### PROMPT
Return the data given below exactly as it appears.

### LISTED RECORDS
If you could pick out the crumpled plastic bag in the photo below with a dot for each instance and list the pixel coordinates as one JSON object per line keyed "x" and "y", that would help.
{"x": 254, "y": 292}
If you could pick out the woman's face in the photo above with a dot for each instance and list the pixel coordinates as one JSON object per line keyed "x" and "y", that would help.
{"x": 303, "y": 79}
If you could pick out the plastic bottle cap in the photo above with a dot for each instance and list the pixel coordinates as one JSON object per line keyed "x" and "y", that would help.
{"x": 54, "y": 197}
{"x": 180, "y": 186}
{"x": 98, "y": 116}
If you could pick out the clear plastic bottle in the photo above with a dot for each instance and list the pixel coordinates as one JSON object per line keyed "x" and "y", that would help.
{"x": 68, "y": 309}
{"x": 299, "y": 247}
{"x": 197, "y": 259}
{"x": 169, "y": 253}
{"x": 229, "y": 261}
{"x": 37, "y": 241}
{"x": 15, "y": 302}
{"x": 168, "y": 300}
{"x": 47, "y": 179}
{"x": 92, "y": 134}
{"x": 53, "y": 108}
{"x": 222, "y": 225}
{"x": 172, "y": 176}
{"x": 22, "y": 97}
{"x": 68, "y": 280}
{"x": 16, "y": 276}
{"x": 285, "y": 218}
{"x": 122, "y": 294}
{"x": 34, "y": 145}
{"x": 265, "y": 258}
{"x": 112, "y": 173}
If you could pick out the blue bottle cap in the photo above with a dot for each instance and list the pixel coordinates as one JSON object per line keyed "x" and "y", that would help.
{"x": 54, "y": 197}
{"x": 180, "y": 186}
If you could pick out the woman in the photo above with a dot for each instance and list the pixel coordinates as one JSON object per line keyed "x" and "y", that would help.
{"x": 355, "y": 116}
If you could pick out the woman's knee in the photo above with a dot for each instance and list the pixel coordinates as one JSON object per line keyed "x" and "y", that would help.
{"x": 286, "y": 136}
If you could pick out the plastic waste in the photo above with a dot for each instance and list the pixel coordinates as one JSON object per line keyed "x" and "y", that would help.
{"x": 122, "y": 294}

### RESPONSE BOX
If you could pick out the crumpled plastic bag in the photo below with a dot for each instance and list the pixel coordinates as one JSON object per line keyed "x" and "y", that would help.
{"x": 254, "y": 292}
If you could pick out the woman's face in the photo above with a dot for each instance and list the pixel coordinates as one JSON object per line keyed "x" and "y", that would help.
{"x": 303, "y": 79}
If you could pick out the plastic bottle cap in the photo above with a dot for each instance and list the pixel coordinates as one JSON object per line keyed "x" and "y", that would help.
{"x": 54, "y": 197}
{"x": 180, "y": 186}
{"x": 98, "y": 116}
If you could pick out the clear plastic bottle in the photo above with a dot for each instance and list the pixel coordinates as one JSON object per line keyed "x" and "y", that would help.
{"x": 68, "y": 309}
{"x": 299, "y": 247}
{"x": 197, "y": 259}
{"x": 169, "y": 253}
{"x": 229, "y": 261}
{"x": 37, "y": 241}
{"x": 15, "y": 302}
{"x": 168, "y": 300}
{"x": 47, "y": 179}
{"x": 92, "y": 134}
{"x": 53, "y": 108}
{"x": 222, "y": 225}
{"x": 172, "y": 176}
{"x": 22, "y": 97}
{"x": 68, "y": 280}
{"x": 16, "y": 276}
{"x": 285, "y": 218}
{"x": 122, "y": 294}
{"x": 34, "y": 145}
{"x": 265, "y": 258}
{"x": 112, "y": 173}
If you could pick out the blue bottle cap in the photo above with a dot for each instance and list the pixel coordinates as one JSON object per line keyed "x" and "y", that would help.
{"x": 54, "y": 197}
{"x": 180, "y": 186}
If you could pick out the woman in the photo above with a dot for each instance and list the pixel coordinates as one JSON object per line keyed "x" and "y", that would help.
{"x": 355, "y": 116}
If you could pick out the woman's knee in the photo above with a dot for each instance and list the pixel coordinates as one JSON object per line keyed "x" and "y", that would help.
{"x": 286, "y": 136}
If you could pick out the plastic waste in the photo above with a dot for each instance and list the pixel coordinates as one JSON object per line keyed "x" and "y", that would help.
{"x": 122, "y": 294}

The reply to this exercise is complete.